Supplied text —
════════════════════

# I cheated... Can he forgive?



## lola44 (Feb 10, 2012)

I will make my long story short...
Basically I have been married for 6 years, to my best friend and the father of our young child. I starting questioning our relationship about a year ago now and started distancing myself. What didnt help is I met someone who was putting a lot of garbage in my head and I was stupid enough to believe it. I did not have a pr with the om until I asked my h to move out. my husband was devastated... At that point the pr started. it only lasted 2 months - and I had realized the pain I had caused everyone around me including myself. I had realized the enormity of my mistake. I had realized that the only real best friend I ever had I ditched. I cant believe who I was during that period of time. For months I pleaded and begged to work it out. I completley broke down and had scary thoughts. Finally about 5 months of me pleady to work things out, h agreed to mc. In mc he said he loved me still and he wanted his life and family back aswell. We went for about 2 months. So he's moved back in we are very happy I love him more today then the day I married him. He is truley the man of my dreams and inspires me with his ability to move forward. 

My concern is... Did he really forgive? Is it really possible we can move on and make it? On my end I know that I can never live without him, that I am POSITIVE about. But I wonder will he ever start to second quess his dicision? A
I was hoping a couple who has been thru this can give their 2 cents :scratchhead:

Thank you & God Bless,


----------



## sigma1299 (May 26, 2011)

That's kind of a strange position for a cheater to adopt - and I'm one myself. You have to trust him - you now have some slight idea of the huge leap of faith he is putting in you by taking you back.

════════════════════

Objective A — Name every lower-case abbreviation that lola44 uses in the forum thread above, giving each one once.
Objective B — In the forum thread above, how long has lola44 been married?
Objective C — Please write a continuation of the forum thread above, starting after its last sentence.
The listing after this thread isn't needed for anything here.

Data lines —
════════════════════

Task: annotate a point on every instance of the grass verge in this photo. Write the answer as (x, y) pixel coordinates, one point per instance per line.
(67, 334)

════════════════════

Exercise result A — pr, om, h, mc

Exercise result B — Six years.

Exercise result C —
The reality of the situation is that he can change his mind at any time - just like you could change your mind and cheat again at any time. But really at this point only one of you has given the other any reason to worry - right?

Accept his gift of reconciliation and don't look back. Pour your heart and soul into him and making the marriage right.


----------



## Shaggy (Jul 17, 2011)

I don't know if he forgave, but I will say HE WILL NEVER FORGET.

I expect he will second guess his decision on a regular basis, especially when things trigger (remind) him of how you kicked him out of the family and home to you could cheat.

Have you thrown out everything you used with the OM - bed, couches, toys, clothers, shoes, jewelry, makeup?

Every last trace of the OM and your betrayal? If not, get busy today, because while he may be back at the moment, he could decide like many betrayed spouses that it is just too hard to come back.

See, while away he convinced himself to give it a second try. His energy was up for it. You were working hard to get him back, which I assume meant you being super nice, super positive, and giving him all the sex he could handle.

So what happens now that he's home and you begin to go back to the way you were before. When you stop feeling the need to be super anything to him - or when you begin to resent how he gets to be angry at times (and oh boy will he when he hits a trigger).

What then?


----------



## Shaggy (Jul 17, 2011)

One more thing - you must also realize that you're going to be walking in a new marriage where he no longer will or should give you the benefit of the doubt. 

So girls only nights out or weekend trips - nope.

You hanging with male friends - nope

You chatting /text with males friends - nope.


----------



## sigma1299 (May 26, 2011)

This is all good advice to you from Shaggy.


----------



## lola44 (Feb 10, 2012)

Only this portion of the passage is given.